| Reading passage |
########

Demand for AI trust fuels new audit frontier

Demand for AI trust fuels new audit frontier

(Credit: Thapana Studio - adobe.stock.com)

Major accountancy firms are vying to establish a new generation of audits designed to verify the effectiveness and safety of artificial intelligence systems.

Deloitte, EY, and PwC have confirmed they are developing AI assurance services, aiming to leverage their established reputations in financial auditing to meet growing client demand for trustworthy AI.

This move into AI verification presents a significant new revenue opportunity for the audit giants. It mirrors their previous expansion into providing assurance for environmental, social, and governance (ESG) metrics. The development also coincides with some insurers starting to offer policies covering potential losses from malfunctioning AI tools, like customer service chatbots, Financial Times reports.



The Big Four firms anticipate that the need for greater confidence in AI technology, coupled with companies’ desire to demonstrate regulatory compliance, will fuel demand for these new assurance services. Richard Tedder, an audit partner at Deloitte, described AI assurance as “critical” for widespread AI adoption. He highlighted that both businesses relying on AI for crucial functions and individual consumers using AI for personal matters such as health or finance will seek such verification.

PwC UK is poised to launch its AI assurance services “soon”, according to Marc Bena, chief technology officer for audit. He noted that the firm already undertakes work assessing specific client AI tools, including checking chatbot accuracy and identifying issues like bias.

The growing interest in this area was underscored by the Institute of Chartered Accountants in England and Wales (ICAEW) hosting its inaugural conference on AI assurance last month. This indicates a concerted effort by large accounting firms to shape this nascent field and maintain their market position against agile start-up competitors.

However, Pragasen Morgan, EY’s UK technology risk leader, cautioned that perfecting AI assurance systems could be a lengthy process. He pointed to the substantial potential liabilities for audit firms if an AI product they had assured failed to perform as expected.

Mr Morgan stated: “We are still quite a way away from being able to say that we are unequivocally giving assurance of an AI model.”

He explained that because AI models continuously learn from new data and evolve, their responses in specific scenarios can change over time, making comprehensive assurance challenging for any of the Big Four at present.

Currently, hundreds of UK firms offer some form of AI assurance, though government research indicates that much of this is provided by the AI developers themselves, raising questions about independence. A significant hurdle for the burgeoning AI assurance market is the lack of standardisation, meaning the level of verification can vary considerably. Some services may offer only light-touch advice or focus on compliance with a single piece of legislation. Research from the UK’s Department for Science, Innovation and Technology has identified higher demand for AI assurance in sectors such as financial services, life sciences, and pharmaceuticals.

########

| Point-per-instance localization records |
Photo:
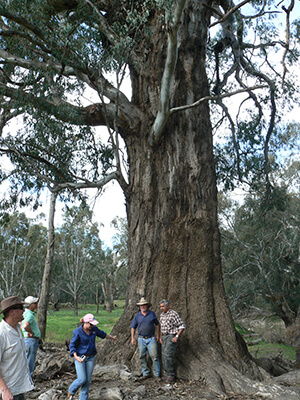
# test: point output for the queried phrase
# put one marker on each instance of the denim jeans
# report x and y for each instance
(150, 345)
(19, 397)
(168, 349)
(84, 372)
(31, 345)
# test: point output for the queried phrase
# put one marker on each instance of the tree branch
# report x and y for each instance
(213, 98)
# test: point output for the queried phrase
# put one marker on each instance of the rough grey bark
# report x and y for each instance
(174, 241)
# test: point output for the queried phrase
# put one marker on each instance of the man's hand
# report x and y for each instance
(6, 394)
(79, 359)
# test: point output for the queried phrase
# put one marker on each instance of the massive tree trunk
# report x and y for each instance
(174, 241)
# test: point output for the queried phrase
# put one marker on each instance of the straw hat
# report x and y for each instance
(10, 302)
(143, 302)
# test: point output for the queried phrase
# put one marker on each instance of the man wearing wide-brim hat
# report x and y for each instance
(31, 331)
(15, 380)
(148, 335)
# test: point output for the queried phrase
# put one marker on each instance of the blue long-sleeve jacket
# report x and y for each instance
(82, 343)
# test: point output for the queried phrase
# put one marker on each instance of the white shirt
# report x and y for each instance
(13, 361)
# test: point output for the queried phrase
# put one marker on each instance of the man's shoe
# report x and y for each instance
(144, 377)
(170, 380)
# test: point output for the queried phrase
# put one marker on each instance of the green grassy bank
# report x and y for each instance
(60, 324)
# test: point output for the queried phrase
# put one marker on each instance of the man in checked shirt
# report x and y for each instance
(171, 326)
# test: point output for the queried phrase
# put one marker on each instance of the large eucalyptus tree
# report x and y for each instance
(54, 53)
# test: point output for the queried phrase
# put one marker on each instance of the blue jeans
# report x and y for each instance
(31, 345)
(168, 350)
(84, 372)
(150, 345)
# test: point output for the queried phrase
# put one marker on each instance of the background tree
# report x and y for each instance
(22, 249)
(170, 190)
(260, 251)
(78, 236)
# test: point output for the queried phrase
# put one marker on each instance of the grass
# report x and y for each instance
(264, 349)
(60, 324)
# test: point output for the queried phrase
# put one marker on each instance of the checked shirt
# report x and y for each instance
(170, 323)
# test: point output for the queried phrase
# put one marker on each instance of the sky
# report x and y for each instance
(106, 207)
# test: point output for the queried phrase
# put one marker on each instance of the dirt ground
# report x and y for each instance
(136, 389)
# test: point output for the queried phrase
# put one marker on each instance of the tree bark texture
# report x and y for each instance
(174, 241)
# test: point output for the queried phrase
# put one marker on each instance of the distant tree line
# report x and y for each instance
(83, 271)
(260, 249)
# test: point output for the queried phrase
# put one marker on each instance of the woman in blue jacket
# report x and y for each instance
(83, 349)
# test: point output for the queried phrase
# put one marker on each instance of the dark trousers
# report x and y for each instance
(19, 397)
(168, 349)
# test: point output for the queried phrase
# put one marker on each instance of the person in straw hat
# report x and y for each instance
(31, 331)
(148, 328)
(83, 349)
(15, 379)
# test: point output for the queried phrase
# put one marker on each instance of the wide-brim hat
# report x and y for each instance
(143, 302)
(10, 302)
(90, 318)
(31, 300)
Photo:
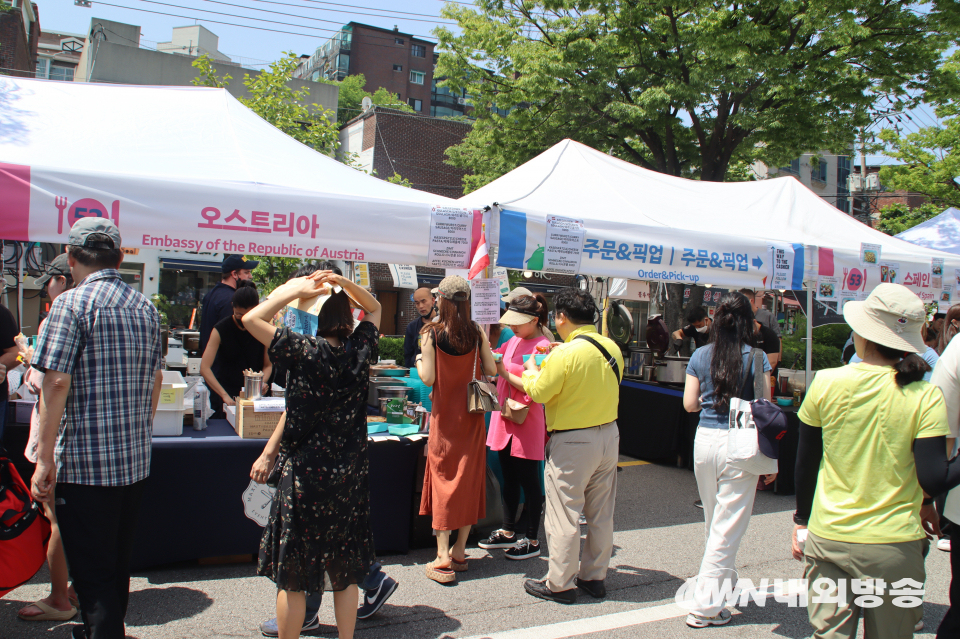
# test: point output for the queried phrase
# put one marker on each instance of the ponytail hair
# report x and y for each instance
(530, 304)
(911, 367)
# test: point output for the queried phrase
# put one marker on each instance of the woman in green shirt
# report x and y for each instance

########

| Exercise |
Condense the paragraph in the AI audit article that begins "Currently, hundreds of UK firms" into a short bulleted list, keeping its main facts. The records have no role here.

| Result of this exercise |
- Hundreds of UK firms offer some form of AI assurance, but government research shows much of it comes from the AI developers themselves, which raises questions about independence.
- The market lacks standardization, so the level of verification varies widely. Some services give only light-touch advice or check compliance with a single piece of legislation.
- Research from the UK's Department for Science, Innovation and Technology finds higher demand in financial services, life sciences, and pharmaceuticals.